══ Information given ══

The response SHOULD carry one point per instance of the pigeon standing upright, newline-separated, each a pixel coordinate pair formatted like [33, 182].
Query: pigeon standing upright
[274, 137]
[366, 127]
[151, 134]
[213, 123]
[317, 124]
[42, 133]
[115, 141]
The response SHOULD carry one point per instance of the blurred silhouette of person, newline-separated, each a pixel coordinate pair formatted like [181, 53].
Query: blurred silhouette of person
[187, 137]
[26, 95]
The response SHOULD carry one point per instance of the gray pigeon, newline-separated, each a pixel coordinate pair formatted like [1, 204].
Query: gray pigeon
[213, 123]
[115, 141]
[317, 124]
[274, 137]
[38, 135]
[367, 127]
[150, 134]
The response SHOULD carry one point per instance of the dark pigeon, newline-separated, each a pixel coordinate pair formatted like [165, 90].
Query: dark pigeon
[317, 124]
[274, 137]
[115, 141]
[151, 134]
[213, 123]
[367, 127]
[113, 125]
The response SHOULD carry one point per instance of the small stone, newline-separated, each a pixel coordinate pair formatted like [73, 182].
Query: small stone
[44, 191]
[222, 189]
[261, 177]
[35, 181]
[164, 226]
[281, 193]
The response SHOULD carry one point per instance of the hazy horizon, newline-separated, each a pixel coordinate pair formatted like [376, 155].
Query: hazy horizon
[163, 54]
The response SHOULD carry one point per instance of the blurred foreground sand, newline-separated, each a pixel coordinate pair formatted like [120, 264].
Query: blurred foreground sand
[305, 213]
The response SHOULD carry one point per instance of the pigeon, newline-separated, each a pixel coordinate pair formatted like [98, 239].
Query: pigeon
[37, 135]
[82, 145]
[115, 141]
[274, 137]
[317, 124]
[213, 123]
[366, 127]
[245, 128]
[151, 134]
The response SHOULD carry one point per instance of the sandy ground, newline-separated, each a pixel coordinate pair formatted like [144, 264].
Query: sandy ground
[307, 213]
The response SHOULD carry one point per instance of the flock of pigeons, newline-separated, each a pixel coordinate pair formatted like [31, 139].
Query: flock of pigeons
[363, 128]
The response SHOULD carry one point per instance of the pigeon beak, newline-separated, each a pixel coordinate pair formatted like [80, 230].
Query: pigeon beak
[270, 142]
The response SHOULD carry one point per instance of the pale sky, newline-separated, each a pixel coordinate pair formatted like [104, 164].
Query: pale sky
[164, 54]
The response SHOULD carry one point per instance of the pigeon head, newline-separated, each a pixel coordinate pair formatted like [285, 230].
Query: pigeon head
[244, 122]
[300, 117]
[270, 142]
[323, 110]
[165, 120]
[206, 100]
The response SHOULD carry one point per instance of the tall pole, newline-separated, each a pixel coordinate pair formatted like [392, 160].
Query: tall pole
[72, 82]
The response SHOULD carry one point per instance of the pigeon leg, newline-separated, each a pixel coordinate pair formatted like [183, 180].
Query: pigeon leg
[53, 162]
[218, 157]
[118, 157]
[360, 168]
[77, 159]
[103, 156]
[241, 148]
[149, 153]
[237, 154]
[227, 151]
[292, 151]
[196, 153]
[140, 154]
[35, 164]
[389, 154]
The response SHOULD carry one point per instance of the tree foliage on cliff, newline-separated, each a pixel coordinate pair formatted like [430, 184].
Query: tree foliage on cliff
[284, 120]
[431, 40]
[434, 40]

═══

Work required = Reproduce the lines from the one containing "The response SHOULD carry one point per instance of the pale" through the last line, including both, with the requests kept as they are. Multiply each coordinate in the answers by 0.35 and round to a whole number with halves rounded up, leaving the numbers in the requests and their format samples unchanged.

Finished task =
The response SHOULD carry one point per instance of the pale sky, newline-separated, each a pixel coordinate pair formatted like [104, 164].
Query: pale sky
[57, 19]
The response SHOULD carry one point per instance of the pigeon head, newline-separated, each a pixel coordinate pair formatted like [285, 230].
Query: pigeon head
[85, 43]
[105, 41]
[95, 50]
[113, 39]
[58, 42]
[72, 35]
The response SHOULD carry one point per instance of the tall pole, newline-separated, each a pixel coordinate pair formatted like [392, 160].
Query: tall pole
[25, 29]
The response SHOULD carry one point per instance of the pigeon leg, newline-separated, each a pixel coordinate pair formatted like [183, 180].
Query: pigeon leg
[19, 57]
[76, 55]
[41, 55]
[126, 59]
[27, 56]
[36, 55]
[84, 52]
[52, 54]
[83, 54]
[79, 53]
[102, 53]
[69, 54]
[49, 54]
[12, 57]
[136, 54]
The response SHOULD carry one point per instance of the tree foliage on cliff, newline-separated, each a pixel coordinate pair formatted like [430, 184].
Query: tree foliage on cliff
[99, 42]
[151, 14]
[152, 14]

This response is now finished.